▸ **To be done**: Reproduce the stretch of data from the line containing "shape [[208, 88]]." through the line containing "[[140, 18]]", swapping every "pin" for "marker" and leaving everything else unchanged.

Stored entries
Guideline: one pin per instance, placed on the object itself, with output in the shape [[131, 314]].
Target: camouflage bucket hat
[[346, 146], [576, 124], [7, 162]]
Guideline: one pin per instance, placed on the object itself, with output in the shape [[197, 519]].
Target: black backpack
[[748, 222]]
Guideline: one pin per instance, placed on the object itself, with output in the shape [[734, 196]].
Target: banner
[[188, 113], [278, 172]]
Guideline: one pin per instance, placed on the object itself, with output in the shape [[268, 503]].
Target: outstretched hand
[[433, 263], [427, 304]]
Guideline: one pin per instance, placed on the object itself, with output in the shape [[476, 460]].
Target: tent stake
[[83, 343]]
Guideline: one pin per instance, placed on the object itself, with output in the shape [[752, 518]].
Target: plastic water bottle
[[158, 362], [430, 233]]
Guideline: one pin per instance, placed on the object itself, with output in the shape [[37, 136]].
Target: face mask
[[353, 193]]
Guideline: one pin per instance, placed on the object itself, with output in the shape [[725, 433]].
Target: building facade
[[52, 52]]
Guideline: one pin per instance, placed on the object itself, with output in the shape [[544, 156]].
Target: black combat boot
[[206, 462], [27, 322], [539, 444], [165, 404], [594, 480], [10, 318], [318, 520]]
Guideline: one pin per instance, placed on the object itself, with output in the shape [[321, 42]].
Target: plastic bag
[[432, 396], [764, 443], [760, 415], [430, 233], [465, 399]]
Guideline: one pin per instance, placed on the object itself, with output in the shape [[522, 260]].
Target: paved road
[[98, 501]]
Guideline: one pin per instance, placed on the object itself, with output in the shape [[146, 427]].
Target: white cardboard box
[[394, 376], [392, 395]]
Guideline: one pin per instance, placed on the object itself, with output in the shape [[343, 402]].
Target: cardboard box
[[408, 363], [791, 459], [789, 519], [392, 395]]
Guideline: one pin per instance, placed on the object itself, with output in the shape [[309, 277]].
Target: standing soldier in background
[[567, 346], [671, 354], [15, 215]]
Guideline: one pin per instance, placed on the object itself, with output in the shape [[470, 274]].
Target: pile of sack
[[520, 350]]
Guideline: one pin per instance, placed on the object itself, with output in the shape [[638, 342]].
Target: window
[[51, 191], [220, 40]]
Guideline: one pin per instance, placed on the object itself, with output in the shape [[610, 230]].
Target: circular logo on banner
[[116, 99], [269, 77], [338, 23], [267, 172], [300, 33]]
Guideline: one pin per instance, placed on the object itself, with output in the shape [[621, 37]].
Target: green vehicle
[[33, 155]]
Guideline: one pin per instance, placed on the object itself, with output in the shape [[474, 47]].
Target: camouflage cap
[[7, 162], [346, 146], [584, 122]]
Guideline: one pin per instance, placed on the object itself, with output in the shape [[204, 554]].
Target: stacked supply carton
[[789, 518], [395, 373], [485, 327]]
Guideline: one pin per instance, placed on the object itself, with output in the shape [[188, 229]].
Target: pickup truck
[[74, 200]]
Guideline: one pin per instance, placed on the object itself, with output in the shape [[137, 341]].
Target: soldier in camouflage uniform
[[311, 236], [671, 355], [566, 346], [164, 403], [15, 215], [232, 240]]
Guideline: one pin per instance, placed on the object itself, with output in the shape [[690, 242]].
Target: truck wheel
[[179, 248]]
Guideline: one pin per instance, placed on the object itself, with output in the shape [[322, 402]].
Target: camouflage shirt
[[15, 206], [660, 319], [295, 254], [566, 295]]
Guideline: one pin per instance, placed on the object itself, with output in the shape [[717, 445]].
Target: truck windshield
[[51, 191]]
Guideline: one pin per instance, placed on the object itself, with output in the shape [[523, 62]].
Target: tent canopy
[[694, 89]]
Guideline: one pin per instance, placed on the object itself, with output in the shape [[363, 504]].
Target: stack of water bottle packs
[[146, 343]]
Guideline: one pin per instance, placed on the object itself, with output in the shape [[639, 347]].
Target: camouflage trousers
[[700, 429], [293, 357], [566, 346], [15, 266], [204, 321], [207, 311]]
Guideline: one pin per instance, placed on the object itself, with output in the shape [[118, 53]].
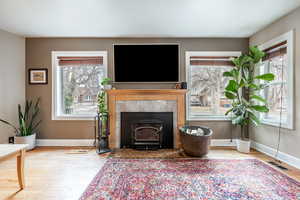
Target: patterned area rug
[[166, 179]]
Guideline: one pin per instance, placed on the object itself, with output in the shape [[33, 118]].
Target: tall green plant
[[102, 106], [243, 89], [28, 122]]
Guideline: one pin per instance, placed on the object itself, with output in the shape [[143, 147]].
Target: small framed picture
[[38, 76]]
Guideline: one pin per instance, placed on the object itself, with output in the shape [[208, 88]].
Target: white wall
[[12, 80]]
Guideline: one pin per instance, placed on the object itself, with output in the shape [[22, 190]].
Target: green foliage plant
[[27, 119], [243, 89]]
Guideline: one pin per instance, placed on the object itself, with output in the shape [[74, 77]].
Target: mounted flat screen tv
[[146, 63]]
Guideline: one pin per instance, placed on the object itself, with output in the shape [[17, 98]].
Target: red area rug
[[164, 179]]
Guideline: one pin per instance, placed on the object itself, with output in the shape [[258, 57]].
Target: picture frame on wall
[[38, 76]]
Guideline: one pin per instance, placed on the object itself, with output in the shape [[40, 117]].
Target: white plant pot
[[107, 87], [243, 146], [30, 140]]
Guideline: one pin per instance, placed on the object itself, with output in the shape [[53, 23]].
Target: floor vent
[[277, 165]]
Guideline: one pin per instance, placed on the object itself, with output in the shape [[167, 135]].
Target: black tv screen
[[146, 63]]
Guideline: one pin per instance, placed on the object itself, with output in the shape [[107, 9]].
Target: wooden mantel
[[115, 95]]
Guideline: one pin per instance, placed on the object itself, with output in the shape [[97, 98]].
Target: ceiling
[[140, 18]]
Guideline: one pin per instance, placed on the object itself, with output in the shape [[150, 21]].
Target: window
[[279, 95], [206, 84], [76, 82]]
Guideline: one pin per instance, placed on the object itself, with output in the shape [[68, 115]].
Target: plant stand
[[102, 143]]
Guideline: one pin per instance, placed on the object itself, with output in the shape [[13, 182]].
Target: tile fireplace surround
[[163, 100]]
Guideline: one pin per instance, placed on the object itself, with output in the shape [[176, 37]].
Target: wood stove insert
[[146, 130]]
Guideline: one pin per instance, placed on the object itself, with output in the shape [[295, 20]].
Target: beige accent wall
[[12, 80], [38, 54], [268, 135]]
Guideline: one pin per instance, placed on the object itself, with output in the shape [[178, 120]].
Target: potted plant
[[195, 140], [103, 123], [106, 83], [28, 124], [243, 90]]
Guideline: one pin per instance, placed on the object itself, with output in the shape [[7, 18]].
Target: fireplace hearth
[[146, 130]]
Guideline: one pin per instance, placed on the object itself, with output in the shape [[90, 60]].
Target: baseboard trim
[[90, 142], [65, 142], [284, 157], [291, 160], [223, 143]]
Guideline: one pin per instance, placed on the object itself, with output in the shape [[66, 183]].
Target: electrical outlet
[[11, 140]]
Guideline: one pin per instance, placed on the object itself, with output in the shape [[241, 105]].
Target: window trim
[[289, 37], [54, 55], [188, 54]]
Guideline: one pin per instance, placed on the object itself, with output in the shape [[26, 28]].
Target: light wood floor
[[64, 173]]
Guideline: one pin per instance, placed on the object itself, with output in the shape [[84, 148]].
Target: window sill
[[73, 118], [277, 124]]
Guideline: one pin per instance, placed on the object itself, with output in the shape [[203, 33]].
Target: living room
[[149, 100]]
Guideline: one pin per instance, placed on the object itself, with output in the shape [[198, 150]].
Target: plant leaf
[[227, 74], [256, 54], [6, 122], [266, 77], [232, 86], [254, 119], [228, 111], [229, 95], [259, 98], [260, 108]]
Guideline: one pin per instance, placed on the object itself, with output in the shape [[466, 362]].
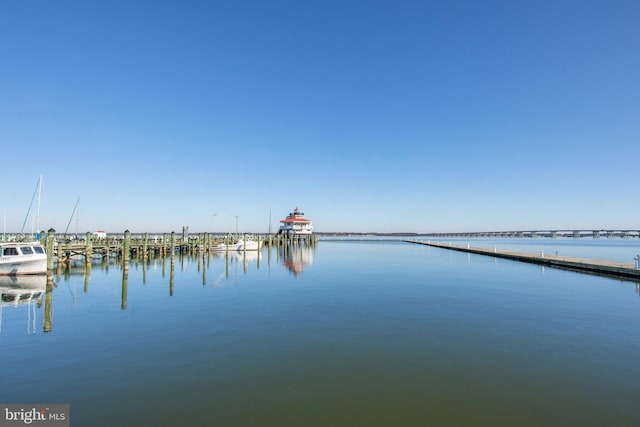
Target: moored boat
[[25, 258], [244, 243]]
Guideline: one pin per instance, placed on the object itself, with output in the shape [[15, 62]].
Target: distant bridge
[[595, 234]]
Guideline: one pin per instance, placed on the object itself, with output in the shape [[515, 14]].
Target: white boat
[[296, 224], [18, 259], [244, 243]]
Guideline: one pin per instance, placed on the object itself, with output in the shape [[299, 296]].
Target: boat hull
[[24, 266]]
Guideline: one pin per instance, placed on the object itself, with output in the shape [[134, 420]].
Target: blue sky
[[368, 115]]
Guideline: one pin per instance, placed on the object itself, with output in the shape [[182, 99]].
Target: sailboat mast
[[38, 208]]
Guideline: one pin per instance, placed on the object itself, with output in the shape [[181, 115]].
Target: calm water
[[348, 333]]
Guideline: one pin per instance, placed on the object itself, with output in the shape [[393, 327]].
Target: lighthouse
[[296, 224]]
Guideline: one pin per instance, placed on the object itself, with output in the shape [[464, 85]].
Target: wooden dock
[[127, 246], [607, 268]]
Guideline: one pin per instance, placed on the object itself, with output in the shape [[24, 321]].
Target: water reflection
[[22, 291], [295, 258]]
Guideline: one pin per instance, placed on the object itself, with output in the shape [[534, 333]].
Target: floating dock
[[607, 268]]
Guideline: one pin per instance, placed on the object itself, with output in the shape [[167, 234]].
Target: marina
[[611, 268], [395, 332]]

▸ **Final result**:
Guideline: one marker per instance, placed on the object itself, with output in the shape [[208, 88]].
Target: white wall
[[12, 80]]
Guideline: one marker per instance, placed on the object itself, with output in the shape [[22, 190]].
Target: green foliage plant
[[27, 119], [243, 89]]
Guideline: one marker per instance, placed on the object itself, with output in the shape [[74, 77]].
Target: mounted flat screen tv
[[146, 63]]
Guideline: one marker per instance, placed on the object itself, with output in the shape [[17, 98]].
Target: red area rug
[[164, 179]]
Guideline: one marker per instance, placed on the object itself, with output in the shape [[258, 57]].
Target: picture frame on wall
[[38, 76]]
Guideline: one marker per instance, placed on the object itself, with output in the shape [[40, 117]].
Target: white plant pot
[[107, 87], [243, 146], [30, 140]]
Guideline: one marker per instance, placed on the object itself, with output in the shape [[53, 23]].
Target: floor vent
[[277, 165]]
Guideline: one marker per instance, placed on the object itself, with output in the shape [[167, 135]].
Target: black tv screen
[[146, 63]]
Guideline: one marker per instance, placed on the object itself, with output in the shape [[107, 9]].
Target: wooden mantel
[[115, 95]]
Guideline: one marker per instance, placed on the object itself, with output in the shape [[97, 98]].
Target: ceiling
[[140, 18]]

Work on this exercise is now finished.